§ **Problem to solve**
Copy out each line of the listing below that contains the word "white".

§ **Records**
*** Block opens ***

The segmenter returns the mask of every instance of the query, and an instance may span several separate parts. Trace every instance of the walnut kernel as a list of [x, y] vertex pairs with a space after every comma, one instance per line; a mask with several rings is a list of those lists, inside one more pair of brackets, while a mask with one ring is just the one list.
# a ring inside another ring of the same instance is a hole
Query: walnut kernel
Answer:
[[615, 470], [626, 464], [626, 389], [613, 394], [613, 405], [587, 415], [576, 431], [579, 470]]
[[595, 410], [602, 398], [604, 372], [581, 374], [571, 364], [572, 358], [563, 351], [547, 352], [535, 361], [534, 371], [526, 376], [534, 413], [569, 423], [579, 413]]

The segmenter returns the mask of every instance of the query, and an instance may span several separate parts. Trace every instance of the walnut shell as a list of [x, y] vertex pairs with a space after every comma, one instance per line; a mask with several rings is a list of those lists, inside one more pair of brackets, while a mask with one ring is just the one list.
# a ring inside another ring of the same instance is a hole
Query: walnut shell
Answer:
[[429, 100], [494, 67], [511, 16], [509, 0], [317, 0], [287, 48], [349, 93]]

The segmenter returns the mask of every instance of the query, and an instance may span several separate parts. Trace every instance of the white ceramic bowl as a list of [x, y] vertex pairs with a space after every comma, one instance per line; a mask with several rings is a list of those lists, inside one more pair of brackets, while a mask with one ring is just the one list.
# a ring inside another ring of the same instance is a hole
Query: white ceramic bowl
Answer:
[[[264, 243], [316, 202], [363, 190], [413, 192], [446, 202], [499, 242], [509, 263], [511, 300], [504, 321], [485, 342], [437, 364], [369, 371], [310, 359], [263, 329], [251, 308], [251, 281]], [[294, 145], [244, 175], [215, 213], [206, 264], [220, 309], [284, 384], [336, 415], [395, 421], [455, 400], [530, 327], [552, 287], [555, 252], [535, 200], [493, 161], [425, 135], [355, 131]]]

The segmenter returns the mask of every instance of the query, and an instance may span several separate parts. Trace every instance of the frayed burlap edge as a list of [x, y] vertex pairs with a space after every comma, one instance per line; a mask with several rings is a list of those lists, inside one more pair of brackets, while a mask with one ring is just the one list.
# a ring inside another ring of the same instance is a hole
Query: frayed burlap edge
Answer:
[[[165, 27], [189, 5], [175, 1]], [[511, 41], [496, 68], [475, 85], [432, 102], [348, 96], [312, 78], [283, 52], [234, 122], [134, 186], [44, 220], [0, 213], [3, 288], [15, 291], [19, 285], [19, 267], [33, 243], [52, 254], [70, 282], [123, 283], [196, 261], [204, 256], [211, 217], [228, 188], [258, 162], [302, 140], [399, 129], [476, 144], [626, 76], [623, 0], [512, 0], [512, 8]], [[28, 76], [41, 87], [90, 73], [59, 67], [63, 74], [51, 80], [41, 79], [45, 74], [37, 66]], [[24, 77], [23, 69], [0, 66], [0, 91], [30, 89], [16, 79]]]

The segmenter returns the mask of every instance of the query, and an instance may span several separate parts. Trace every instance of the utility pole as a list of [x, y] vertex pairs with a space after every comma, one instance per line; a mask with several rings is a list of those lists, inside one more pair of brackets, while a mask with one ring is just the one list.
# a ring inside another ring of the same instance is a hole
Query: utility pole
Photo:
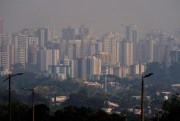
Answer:
[[35, 107], [35, 101], [34, 101], [35, 92], [34, 92], [34, 88], [32, 88], [32, 89], [22, 88], [22, 89], [32, 92], [32, 121], [34, 121], [34, 118], [35, 118], [35, 110], [34, 110], [34, 107]]
[[142, 76], [142, 82], [141, 82], [141, 121], [144, 121], [144, 78], [147, 78], [151, 75], [153, 75], [153, 73], [149, 73], [145, 76]]
[[17, 76], [17, 75], [23, 75], [23, 73], [17, 73], [17, 74], [9, 74], [8, 77], [4, 80], [9, 80], [9, 100], [8, 100], [8, 113], [9, 113], [9, 121], [11, 121], [11, 77]]

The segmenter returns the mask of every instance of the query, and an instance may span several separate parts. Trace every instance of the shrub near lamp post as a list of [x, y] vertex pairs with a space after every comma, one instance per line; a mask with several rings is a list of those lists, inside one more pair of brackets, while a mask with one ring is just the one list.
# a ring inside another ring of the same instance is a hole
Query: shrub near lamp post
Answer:
[[153, 73], [149, 73], [145, 76], [142, 76], [141, 82], [141, 121], [144, 121], [144, 79], [152, 76]]
[[24, 73], [8, 74], [8, 77], [4, 80], [4, 81], [9, 80], [9, 101], [8, 101], [9, 121], [11, 121], [11, 78], [23, 74]]

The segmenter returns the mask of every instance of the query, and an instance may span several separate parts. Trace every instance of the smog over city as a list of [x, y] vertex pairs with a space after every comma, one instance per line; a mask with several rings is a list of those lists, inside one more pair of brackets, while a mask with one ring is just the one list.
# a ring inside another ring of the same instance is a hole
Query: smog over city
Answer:
[[0, 121], [179, 121], [180, 0], [0, 0]]

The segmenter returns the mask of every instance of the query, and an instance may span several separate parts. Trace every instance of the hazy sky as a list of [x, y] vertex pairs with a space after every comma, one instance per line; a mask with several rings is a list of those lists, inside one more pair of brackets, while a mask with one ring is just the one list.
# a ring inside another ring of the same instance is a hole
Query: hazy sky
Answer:
[[4, 31], [85, 24], [97, 35], [120, 32], [125, 24], [140, 35], [152, 29], [170, 33], [180, 27], [180, 0], [0, 0]]

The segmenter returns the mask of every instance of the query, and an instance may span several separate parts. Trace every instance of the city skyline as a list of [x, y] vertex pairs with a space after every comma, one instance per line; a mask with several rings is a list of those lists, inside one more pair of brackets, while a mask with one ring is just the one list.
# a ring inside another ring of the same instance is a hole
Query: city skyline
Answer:
[[2, 0], [0, 3], [4, 33], [49, 26], [59, 34], [68, 25], [84, 24], [101, 36], [111, 31], [122, 32], [125, 24], [134, 24], [142, 38], [153, 29], [174, 34], [180, 21], [179, 0]]
[[[143, 73], [146, 63], [179, 62], [180, 38], [168, 31], [179, 25], [176, 0], [76, 2], [1, 1], [1, 71], [20, 63], [55, 78], [90, 79], [106, 73], [134, 76]], [[116, 22], [121, 16], [122, 21]]]

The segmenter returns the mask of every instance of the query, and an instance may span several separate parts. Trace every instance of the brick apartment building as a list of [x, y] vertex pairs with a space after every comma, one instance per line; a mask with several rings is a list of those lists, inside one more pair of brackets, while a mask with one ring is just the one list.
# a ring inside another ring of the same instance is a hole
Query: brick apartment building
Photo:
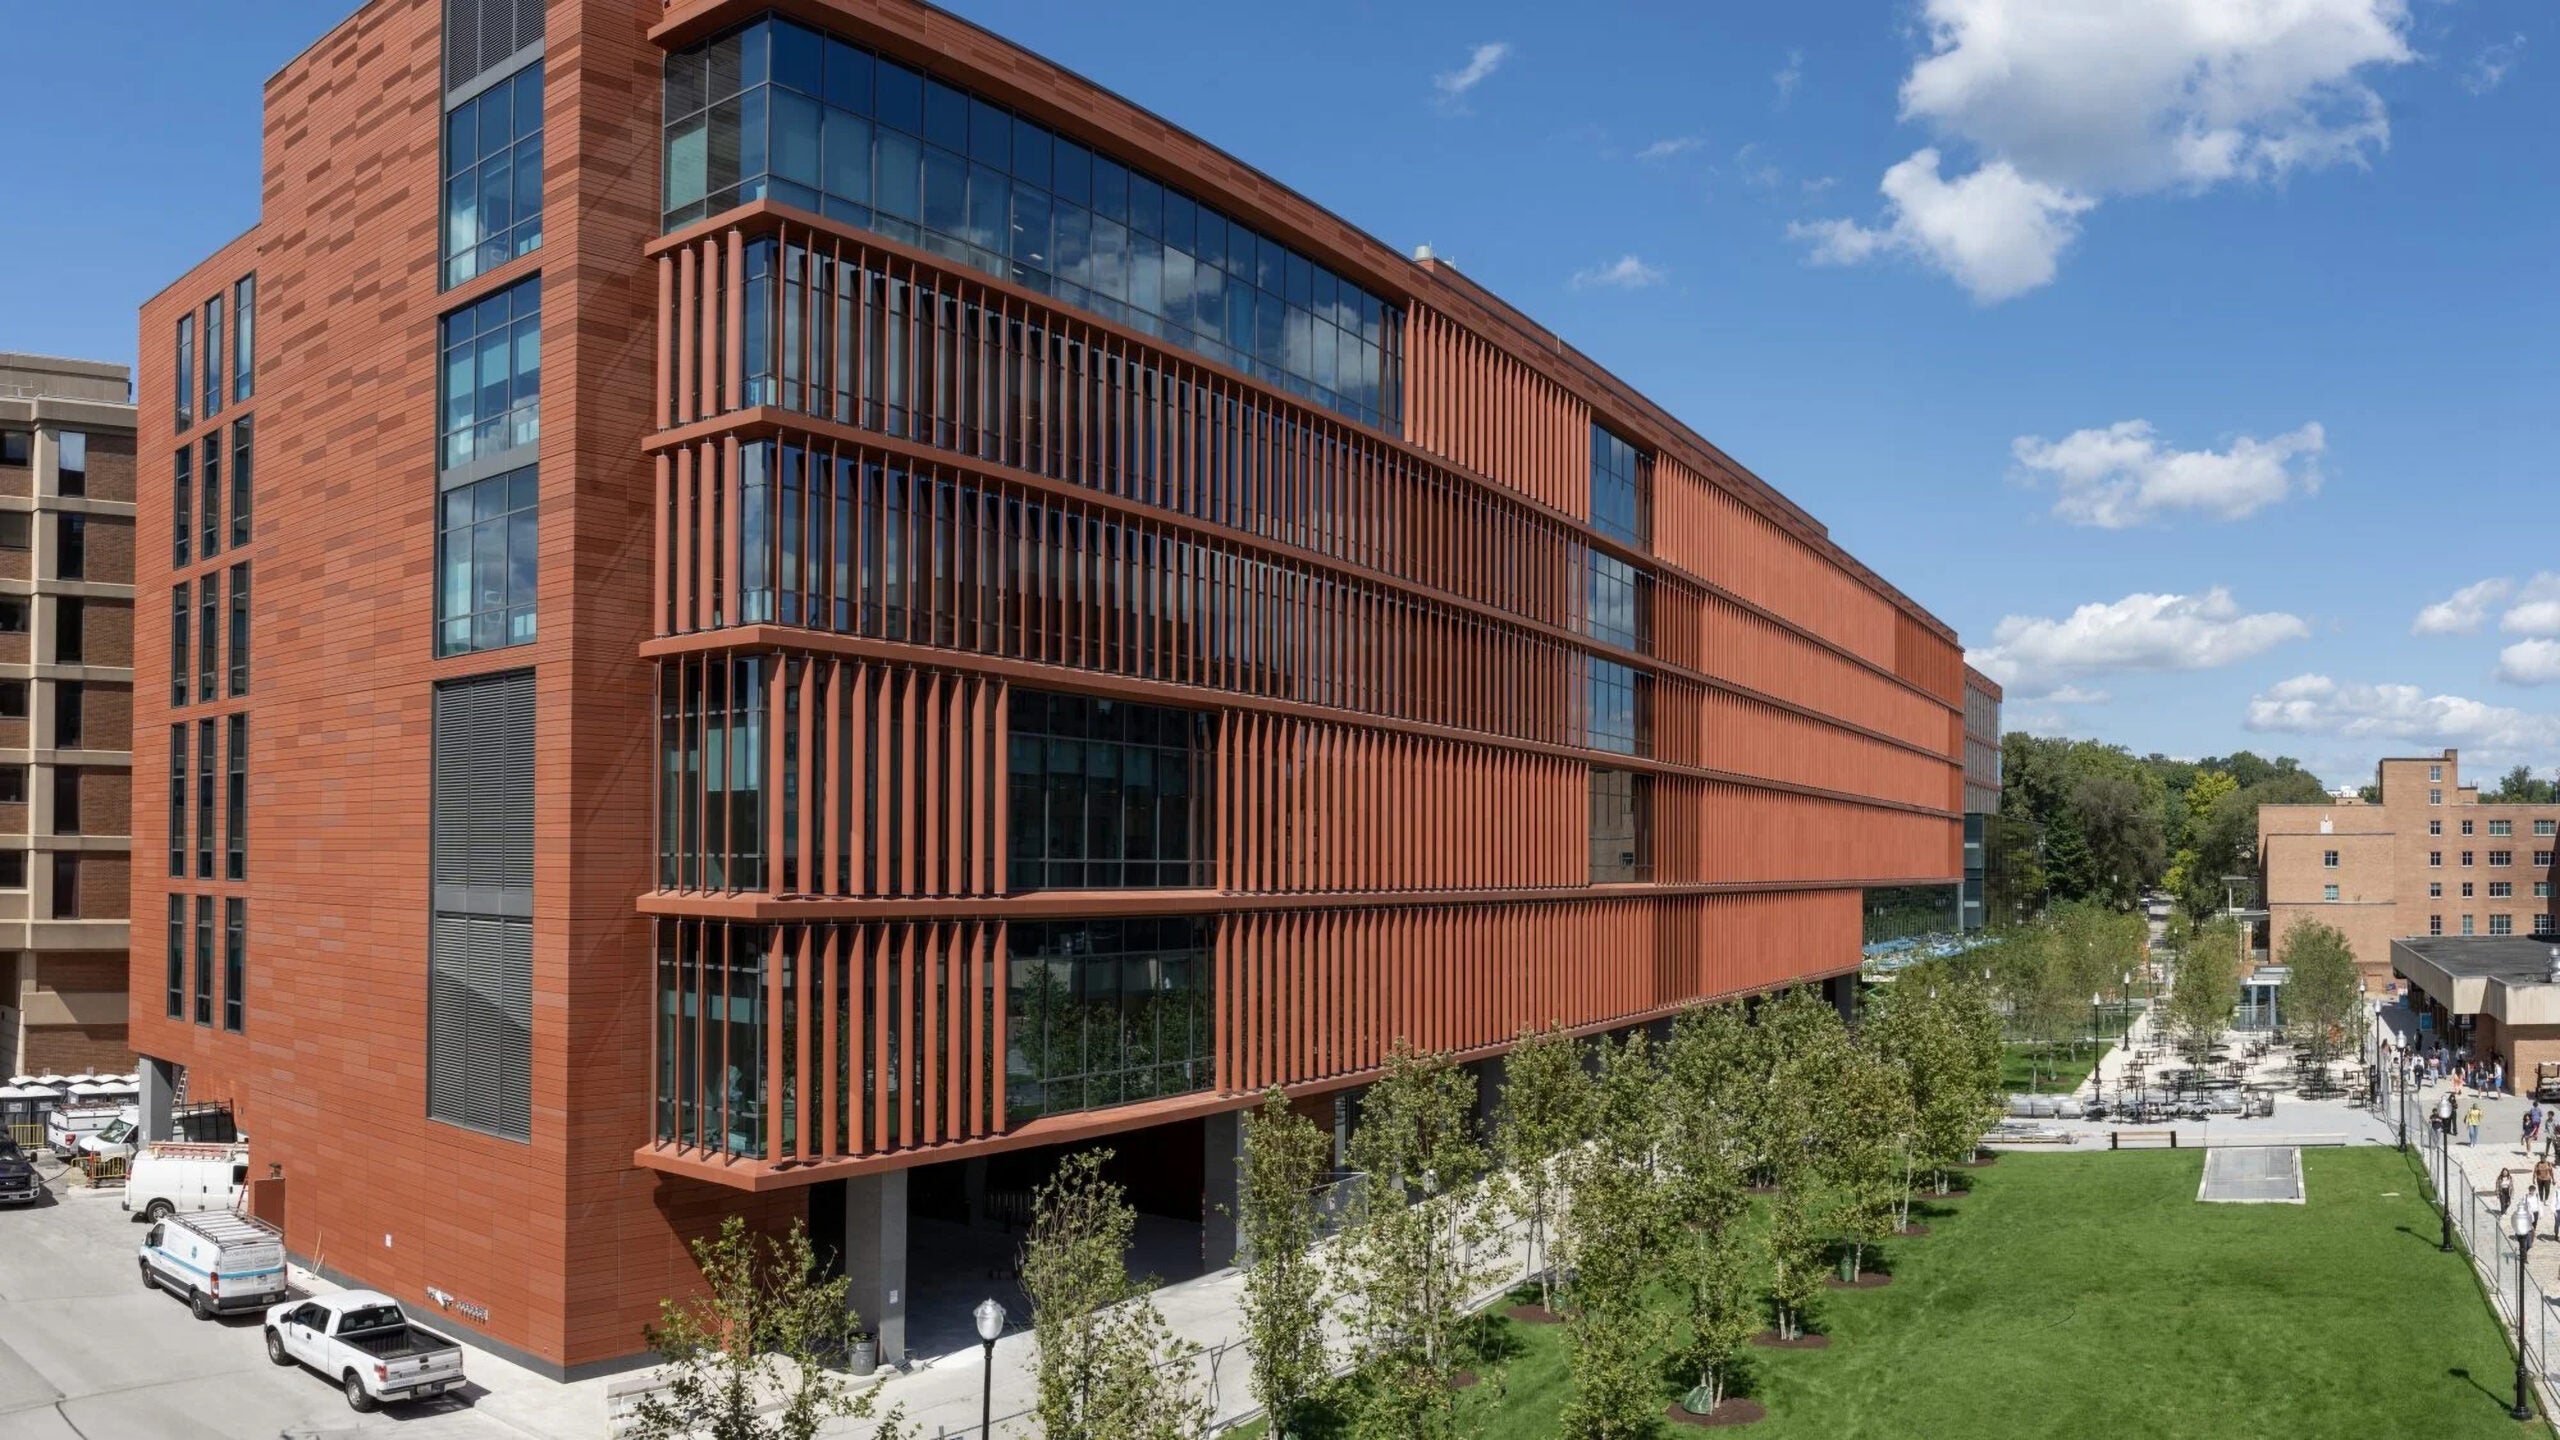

*** Block closes ***

§ **Expected answer**
The segmenter returns the mask of every instance of the query, and an instance may span several separate parts. Trace every instance of the white ceramic bowl as a list of [x, y] vertex pairs with a space after every comma, one instance per line; a mask with several rings is a list of those lists, inside one more pair of brackets, while a mask with one ring is just the one list.
Query: white ceramic bowl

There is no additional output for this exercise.